• **WORK TO COMPLETE**: Extract every one of the entries that follow and reproduce each line verbatim, without any alteration.

• **INFORMATION SHOWN**:

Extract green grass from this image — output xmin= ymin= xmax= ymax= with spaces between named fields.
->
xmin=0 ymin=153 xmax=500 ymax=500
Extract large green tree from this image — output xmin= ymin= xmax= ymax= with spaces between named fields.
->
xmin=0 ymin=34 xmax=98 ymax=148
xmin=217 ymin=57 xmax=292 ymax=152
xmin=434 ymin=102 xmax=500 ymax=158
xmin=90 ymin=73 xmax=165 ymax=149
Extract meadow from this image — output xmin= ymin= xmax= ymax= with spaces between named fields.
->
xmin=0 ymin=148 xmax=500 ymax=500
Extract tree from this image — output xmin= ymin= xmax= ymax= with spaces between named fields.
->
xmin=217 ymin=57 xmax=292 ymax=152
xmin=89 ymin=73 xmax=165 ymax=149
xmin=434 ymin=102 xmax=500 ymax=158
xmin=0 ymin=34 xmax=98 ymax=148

• **SOLVED PROBLEM**:
Extract green grass from this image — output xmin= ymin= xmax= ymax= with spaces between named fields.
->
xmin=0 ymin=153 xmax=500 ymax=500
Extract large green tree from this image — output xmin= ymin= xmax= ymax= with spaces between named fields.
->
xmin=0 ymin=34 xmax=98 ymax=148
xmin=217 ymin=57 xmax=292 ymax=152
xmin=434 ymin=102 xmax=500 ymax=158
xmin=90 ymin=73 xmax=165 ymax=149
Extract meadow from this image — output xmin= ymin= xmax= ymax= with spaces between named fields.
->
xmin=0 ymin=148 xmax=500 ymax=500
Extract tree from this image — output xmin= ymin= xmax= ymax= with spaces between named fields.
->
xmin=217 ymin=57 xmax=292 ymax=152
xmin=89 ymin=73 xmax=165 ymax=149
xmin=434 ymin=102 xmax=500 ymax=158
xmin=0 ymin=34 xmax=98 ymax=148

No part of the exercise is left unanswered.